Supplied data ->
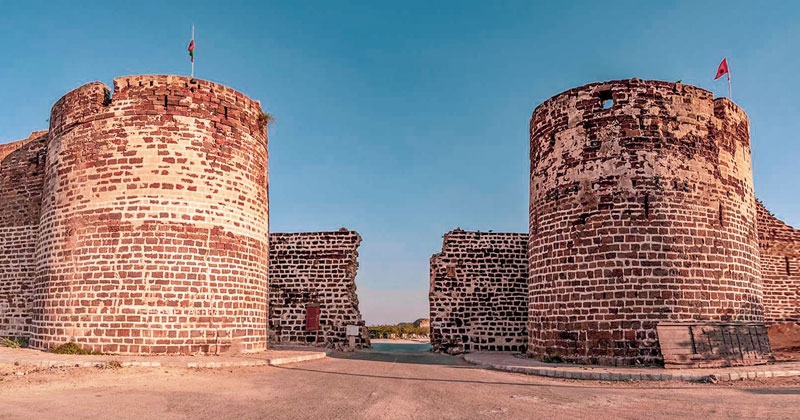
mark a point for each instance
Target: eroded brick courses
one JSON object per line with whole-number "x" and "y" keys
{"x": 154, "y": 220}
{"x": 640, "y": 211}
{"x": 479, "y": 293}
{"x": 780, "y": 266}
{"x": 314, "y": 268}
{"x": 21, "y": 173}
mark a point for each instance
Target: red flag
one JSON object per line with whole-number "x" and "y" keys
{"x": 723, "y": 69}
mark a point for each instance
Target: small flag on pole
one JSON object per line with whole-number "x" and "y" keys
{"x": 723, "y": 70}
{"x": 191, "y": 51}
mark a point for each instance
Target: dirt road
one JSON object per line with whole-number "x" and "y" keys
{"x": 359, "y": 386}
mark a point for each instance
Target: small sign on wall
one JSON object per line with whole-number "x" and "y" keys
{"x": 353, "y": 330}
{"x": 312, "y": 317}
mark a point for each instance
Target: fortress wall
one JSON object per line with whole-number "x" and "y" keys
{"x": 780, "y": 265}
{"x": 640, "y": 212}
{"x": 21, "y": 175}
{"x": 479, "y": 292}
{"x": 154, "y": 220}
{"x": 317, "y": 268}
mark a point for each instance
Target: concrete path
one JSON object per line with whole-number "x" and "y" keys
{"x": 345, "y": 387}
{"x": 28, "y": 357}
{"x": 510, "y": 363}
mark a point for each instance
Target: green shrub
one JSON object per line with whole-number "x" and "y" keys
{"x": 71, "y": 348}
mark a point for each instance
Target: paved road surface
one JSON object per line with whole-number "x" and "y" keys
{"x": 374, "y": 386}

Task objective ->
Give all the entries again exactly, dropping each picture.

Output of the exercise ->
mark a point for each instance
Target: eroded brick courses
one JSON object per line with whole-number "x" and "y" keys
{"x": 154, "y": 220}
{"x": 640, "y": 211}
{"x": 479, "y": 293}
{"x": 780, "y": 266}
{"x": 314, "y": 268}
{"x": 21, "y": 173}
mark a point for each instance
Target: red flag
one JSON object per line with whole-number "x" and "y" keys
{"x": 723, "y": 69}
mark a point for each instance
Target: small flag on pole
one JSON object per line with whole-number "x" and "y" keys
{"x": 723, "y": 70}
{"x": 191, "y": 51}
mark a point for each instance
Target: dirt road
one JSON object per line with whole-number "x" and "y" keys
{"x": 359, "y": 386}
mark a point for each instance
Target: small sign on wall
one JSON object per line with whole-number "x" and "y" keys
{"x": 353, "y": 330}
{"x": 312, "y": 317}
mark a point for each instance
Target: fortress wall
one JSON object per line with whole-number "x" and "y" keys
{"x": 780, "y": 265}
{"x": 640, "y": 212}
{"x": 21, "y": 175}
{"x": 479, "y": 292}
{"x": 154, "y": 220}
{"x": 317, "y": 268}
mark a point for each instance
Target: concrete path
one JSON object per line with whole-number "x" and "y" keys
{"x": 345, "y": 387}
{"x": 28, "y": 357}
{"x": 510, "y": 363}
mark a point for each instance
Target: green shrub
one JSON object per line with whole-number "x" and "y" keys
{"x": 71, "y": 348}
mark a point for each instance
Target: paved road surface
one JSON object per line with whole-number "x" and "y" keys
{"x": 374, "y": 386}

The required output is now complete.